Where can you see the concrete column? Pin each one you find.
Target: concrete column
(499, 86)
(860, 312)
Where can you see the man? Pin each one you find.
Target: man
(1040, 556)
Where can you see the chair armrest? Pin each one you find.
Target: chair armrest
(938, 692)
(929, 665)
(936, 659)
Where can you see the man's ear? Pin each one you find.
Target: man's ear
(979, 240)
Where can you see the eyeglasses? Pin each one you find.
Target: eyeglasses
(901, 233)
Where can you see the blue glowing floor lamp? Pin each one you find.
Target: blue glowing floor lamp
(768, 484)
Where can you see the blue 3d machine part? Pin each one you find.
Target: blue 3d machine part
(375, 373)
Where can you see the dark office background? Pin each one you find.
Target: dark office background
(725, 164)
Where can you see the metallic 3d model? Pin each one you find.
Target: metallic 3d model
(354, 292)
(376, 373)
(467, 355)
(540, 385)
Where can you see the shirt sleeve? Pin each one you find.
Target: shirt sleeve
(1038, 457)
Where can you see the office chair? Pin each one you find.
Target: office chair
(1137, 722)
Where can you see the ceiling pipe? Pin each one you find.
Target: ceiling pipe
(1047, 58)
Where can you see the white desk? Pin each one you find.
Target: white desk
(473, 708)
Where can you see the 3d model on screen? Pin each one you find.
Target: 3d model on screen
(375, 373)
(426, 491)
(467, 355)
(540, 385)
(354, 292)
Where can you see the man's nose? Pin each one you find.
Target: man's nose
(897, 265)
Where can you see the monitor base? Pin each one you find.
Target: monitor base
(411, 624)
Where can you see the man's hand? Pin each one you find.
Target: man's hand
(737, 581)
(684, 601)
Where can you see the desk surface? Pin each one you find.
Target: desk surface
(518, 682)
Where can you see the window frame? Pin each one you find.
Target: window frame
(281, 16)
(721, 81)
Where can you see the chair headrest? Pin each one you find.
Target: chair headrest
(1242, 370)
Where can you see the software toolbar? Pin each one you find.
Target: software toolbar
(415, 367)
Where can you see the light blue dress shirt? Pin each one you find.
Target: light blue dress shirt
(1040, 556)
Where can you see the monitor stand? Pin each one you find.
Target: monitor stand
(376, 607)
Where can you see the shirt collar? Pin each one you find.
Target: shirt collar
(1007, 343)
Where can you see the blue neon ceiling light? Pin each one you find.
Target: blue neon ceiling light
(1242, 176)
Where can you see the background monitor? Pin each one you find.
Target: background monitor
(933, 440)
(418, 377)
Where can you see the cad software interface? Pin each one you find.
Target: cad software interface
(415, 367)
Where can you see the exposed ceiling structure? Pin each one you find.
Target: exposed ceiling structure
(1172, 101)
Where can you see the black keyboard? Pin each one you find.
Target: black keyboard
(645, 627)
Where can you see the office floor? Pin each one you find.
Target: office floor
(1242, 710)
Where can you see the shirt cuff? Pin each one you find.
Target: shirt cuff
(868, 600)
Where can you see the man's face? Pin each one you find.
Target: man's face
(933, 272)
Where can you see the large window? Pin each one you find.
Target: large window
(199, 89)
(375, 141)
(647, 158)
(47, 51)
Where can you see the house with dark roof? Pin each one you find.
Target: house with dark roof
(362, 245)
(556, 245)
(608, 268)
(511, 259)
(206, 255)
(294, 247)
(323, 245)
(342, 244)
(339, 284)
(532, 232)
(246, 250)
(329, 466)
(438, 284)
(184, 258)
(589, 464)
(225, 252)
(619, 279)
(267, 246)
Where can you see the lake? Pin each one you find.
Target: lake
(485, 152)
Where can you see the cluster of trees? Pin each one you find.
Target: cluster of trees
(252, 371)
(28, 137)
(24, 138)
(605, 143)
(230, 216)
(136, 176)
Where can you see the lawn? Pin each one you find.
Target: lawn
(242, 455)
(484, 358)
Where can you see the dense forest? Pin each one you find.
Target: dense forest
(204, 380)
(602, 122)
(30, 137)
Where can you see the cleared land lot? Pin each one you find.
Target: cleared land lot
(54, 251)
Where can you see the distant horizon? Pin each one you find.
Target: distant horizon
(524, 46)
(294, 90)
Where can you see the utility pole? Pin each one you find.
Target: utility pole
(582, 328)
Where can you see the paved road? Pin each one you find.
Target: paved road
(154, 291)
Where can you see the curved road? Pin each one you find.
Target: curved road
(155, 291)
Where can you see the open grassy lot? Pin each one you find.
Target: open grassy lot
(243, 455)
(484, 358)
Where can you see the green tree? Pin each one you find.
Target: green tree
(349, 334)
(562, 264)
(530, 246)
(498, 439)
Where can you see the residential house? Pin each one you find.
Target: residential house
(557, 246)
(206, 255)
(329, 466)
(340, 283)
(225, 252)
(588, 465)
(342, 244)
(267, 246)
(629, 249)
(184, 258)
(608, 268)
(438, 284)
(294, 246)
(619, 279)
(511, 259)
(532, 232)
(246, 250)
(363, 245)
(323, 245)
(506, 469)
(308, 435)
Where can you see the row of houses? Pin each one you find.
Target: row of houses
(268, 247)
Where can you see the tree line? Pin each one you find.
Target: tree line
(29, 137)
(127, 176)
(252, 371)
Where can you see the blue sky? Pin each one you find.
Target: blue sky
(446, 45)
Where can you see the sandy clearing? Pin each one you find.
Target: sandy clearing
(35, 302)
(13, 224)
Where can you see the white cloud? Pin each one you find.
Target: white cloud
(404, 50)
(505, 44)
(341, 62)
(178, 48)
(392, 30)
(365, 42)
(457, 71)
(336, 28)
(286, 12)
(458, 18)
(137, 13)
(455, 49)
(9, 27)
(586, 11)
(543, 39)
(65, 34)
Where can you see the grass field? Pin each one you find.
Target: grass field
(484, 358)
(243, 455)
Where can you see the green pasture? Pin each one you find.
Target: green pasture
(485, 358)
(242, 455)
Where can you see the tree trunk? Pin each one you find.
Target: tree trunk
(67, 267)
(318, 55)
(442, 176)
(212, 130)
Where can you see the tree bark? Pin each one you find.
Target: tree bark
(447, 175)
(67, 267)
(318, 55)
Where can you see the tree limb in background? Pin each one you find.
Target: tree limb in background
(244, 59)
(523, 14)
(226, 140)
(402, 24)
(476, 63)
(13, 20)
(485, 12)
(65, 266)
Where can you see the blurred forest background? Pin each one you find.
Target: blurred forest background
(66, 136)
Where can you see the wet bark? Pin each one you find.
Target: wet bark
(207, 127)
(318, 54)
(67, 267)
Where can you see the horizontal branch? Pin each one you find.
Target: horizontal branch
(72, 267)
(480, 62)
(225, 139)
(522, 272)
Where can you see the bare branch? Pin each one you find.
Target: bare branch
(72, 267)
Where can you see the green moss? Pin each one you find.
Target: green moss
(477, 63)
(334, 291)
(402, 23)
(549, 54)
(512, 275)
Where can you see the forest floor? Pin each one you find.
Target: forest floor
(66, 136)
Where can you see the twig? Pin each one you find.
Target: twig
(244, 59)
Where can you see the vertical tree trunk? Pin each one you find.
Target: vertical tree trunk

#### [DO THIS]
Arrange the lines of the listing above as a numbered list, starting at the line that contains "Where can you see the blurred" and ending at the last line of the listing, both included. Omit any blank lines.

#### [SOLUTION FOR THIS PROBLEM]
1. Where can you see the blurred forest background? Pin each one you find.
2. Target: blurred forest background
3. (66, 136)
4. Where can you see the wet bark? Pin each one you find.
5. Target: wet bark
6. (207, 127)
7. (318, 54)
8. (67, 267)
9. Where can you see the horizontal branch? Pin each one you find.
10. Target: horizontal branch
11. (72, 267)
12. (480, 62)
13. (225, 139)
14. (522, 272)
15. Where can you see the bare branch? Pin each one you find.
16. Target: bare branch
17. (72, 267)
18. Where can you see the green moss? Pin each one you find.
19. Target: green moss
20. (477, 63)
21. (334, 291)
22. (402, 23)
23. (549, 54)
24. (512, 275)
25. Where can you see the forest floor? Pin each one you find.
26. Target: forest floor
27. (66, 136)
28. Where can you see the twig? Pin each one you find.
29. Target: twig
30. (244, 59)
31. Where can you see the vertical tree trunk? Pin each one you find.
32. Target: vertical tree trunk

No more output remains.